§ TASK INPUT
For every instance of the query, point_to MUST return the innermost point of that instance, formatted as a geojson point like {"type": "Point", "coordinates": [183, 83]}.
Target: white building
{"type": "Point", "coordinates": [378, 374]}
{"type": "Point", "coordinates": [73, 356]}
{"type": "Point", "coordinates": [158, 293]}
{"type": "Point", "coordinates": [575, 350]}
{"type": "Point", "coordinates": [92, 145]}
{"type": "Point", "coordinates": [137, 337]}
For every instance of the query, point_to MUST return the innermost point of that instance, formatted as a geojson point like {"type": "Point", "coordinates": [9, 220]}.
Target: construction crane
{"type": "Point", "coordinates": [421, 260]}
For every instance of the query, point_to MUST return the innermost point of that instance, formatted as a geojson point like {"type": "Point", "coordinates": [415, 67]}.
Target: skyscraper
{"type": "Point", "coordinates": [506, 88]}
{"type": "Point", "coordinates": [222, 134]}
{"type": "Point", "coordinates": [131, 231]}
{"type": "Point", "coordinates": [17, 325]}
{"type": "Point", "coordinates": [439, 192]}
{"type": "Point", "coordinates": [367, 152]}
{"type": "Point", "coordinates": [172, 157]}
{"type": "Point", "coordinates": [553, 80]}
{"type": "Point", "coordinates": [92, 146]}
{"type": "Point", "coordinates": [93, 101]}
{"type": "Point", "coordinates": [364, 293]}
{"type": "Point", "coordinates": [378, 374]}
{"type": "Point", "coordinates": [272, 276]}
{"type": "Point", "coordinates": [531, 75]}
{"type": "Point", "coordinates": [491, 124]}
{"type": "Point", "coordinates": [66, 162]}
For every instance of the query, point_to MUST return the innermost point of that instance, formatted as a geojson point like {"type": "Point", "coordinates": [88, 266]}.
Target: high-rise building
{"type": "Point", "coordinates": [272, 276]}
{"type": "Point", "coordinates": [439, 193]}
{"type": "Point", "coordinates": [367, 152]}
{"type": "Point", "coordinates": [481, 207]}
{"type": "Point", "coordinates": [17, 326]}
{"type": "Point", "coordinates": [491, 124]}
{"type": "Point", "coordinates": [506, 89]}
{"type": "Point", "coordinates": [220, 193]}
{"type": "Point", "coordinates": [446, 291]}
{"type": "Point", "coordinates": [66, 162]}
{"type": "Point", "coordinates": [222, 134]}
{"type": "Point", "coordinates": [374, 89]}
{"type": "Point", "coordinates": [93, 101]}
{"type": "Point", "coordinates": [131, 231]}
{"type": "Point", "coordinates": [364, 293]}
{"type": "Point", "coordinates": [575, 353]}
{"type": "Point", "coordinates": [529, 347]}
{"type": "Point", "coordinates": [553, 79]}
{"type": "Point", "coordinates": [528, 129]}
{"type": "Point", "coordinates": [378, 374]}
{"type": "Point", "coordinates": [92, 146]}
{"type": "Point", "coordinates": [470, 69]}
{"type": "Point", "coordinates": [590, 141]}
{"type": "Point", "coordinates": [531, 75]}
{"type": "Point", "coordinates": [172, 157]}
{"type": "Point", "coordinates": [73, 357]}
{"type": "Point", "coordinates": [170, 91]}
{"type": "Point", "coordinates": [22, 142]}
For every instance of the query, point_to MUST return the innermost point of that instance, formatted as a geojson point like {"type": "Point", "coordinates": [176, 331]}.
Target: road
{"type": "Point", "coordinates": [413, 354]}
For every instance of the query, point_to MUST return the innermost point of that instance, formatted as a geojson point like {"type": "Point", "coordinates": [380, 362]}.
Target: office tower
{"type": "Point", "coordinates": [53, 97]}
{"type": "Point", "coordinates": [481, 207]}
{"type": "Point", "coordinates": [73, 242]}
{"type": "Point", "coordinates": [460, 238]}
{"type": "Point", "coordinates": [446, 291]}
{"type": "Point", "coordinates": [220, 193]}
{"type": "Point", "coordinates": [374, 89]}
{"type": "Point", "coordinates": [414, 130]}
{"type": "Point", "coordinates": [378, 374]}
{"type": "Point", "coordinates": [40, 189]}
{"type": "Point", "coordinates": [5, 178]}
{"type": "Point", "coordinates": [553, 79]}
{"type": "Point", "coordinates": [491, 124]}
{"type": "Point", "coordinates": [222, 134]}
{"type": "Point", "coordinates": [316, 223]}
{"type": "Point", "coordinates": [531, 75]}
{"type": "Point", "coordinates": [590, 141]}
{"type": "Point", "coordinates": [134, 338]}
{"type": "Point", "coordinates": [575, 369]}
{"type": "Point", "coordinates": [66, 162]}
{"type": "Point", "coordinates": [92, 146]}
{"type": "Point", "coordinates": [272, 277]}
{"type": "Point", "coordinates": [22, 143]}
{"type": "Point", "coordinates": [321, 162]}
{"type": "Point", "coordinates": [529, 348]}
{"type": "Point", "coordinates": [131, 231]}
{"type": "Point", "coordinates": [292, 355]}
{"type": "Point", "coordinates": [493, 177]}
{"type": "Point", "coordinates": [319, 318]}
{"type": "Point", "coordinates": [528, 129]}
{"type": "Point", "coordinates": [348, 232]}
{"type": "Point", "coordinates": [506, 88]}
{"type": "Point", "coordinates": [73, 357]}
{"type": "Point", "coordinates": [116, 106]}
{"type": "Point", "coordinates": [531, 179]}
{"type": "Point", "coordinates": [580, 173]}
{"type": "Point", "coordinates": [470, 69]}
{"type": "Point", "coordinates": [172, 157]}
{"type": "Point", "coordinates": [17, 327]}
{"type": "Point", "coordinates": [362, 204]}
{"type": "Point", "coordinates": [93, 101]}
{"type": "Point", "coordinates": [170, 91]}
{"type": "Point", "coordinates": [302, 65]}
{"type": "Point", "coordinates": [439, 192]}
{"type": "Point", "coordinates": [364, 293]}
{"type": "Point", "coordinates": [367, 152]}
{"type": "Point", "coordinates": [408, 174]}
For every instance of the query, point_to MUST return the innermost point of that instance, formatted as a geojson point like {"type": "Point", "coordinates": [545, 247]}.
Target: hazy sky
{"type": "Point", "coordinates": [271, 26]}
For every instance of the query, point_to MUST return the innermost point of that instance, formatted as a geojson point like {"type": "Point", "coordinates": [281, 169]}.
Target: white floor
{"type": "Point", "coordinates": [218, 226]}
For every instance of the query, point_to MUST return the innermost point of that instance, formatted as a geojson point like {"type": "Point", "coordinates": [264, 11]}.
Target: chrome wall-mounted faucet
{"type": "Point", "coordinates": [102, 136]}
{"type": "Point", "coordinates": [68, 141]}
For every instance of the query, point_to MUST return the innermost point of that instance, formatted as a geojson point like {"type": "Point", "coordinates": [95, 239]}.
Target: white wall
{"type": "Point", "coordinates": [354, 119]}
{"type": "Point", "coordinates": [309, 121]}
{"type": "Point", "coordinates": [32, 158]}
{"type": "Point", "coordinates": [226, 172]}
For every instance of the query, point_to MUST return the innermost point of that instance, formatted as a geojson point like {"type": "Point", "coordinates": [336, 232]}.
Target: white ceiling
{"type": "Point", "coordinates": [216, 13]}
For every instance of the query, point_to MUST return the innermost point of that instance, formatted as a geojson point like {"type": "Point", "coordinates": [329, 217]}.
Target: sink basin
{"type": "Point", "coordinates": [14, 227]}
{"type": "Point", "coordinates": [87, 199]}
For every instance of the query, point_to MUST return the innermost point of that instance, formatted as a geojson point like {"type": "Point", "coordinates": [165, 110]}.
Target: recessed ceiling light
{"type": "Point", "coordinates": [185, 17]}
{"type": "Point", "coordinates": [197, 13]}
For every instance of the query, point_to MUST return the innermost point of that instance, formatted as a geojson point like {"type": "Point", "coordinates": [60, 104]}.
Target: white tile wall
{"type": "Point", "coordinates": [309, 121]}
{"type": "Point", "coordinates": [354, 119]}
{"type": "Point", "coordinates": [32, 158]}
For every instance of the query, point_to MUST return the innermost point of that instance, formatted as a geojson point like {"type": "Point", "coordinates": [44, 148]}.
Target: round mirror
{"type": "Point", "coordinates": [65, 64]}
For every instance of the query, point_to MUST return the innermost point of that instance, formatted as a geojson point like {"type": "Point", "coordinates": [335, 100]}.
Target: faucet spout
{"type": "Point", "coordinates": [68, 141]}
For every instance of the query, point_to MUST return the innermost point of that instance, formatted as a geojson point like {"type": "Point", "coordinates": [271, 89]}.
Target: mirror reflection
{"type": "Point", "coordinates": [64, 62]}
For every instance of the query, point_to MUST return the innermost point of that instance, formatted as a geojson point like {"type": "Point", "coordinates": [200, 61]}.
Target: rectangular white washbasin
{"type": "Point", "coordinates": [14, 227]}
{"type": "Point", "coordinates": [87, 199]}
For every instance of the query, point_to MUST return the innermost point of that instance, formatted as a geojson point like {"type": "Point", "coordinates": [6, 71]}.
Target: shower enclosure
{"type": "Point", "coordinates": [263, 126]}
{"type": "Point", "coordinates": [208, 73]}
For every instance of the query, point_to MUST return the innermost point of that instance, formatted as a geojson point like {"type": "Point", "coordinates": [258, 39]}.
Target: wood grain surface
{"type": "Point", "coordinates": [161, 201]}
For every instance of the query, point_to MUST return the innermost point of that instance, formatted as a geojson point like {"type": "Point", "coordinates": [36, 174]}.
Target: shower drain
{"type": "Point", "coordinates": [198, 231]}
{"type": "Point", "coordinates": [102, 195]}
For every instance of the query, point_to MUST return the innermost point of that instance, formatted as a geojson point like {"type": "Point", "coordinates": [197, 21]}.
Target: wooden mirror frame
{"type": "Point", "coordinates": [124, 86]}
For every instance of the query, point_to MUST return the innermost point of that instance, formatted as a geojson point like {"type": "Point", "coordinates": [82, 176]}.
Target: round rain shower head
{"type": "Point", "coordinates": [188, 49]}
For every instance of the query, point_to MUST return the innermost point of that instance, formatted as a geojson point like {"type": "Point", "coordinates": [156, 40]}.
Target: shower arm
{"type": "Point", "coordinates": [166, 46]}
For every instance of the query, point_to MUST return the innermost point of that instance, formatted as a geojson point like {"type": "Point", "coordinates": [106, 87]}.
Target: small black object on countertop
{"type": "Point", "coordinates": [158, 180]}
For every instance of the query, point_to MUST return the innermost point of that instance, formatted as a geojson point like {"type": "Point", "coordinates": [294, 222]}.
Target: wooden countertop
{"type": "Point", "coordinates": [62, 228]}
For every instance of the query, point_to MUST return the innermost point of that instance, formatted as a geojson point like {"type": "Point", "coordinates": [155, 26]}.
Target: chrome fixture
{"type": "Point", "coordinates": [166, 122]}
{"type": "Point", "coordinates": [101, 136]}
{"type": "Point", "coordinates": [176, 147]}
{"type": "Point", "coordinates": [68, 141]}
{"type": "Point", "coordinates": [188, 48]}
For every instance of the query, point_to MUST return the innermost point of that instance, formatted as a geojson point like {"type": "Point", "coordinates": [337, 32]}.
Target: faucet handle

§ PROBLEM TO SOLVE
Exactly the lines from the one containing "Target: chrome fixture" to the final line of the data, both included, should be printed, and nothing more.

§ OUTPUT BELOW
Target: chrome fixture
{"type": "Point", "coordinates": [166, 122]}
{"type": "Point", "coordinates": [101, 136]}
{"type": "Point", "coordinates": [176, 147]}
{"type": "Point", "coordinates": [68, 141]}
{"type": "Point", "coordinates": [188, 48]}
For every instance of the query, point_to MUST return the innermost point of that instance, formatted as a geojson point like {"type": "Point", "coordinates": [337, 32]}.
Target: faucet handle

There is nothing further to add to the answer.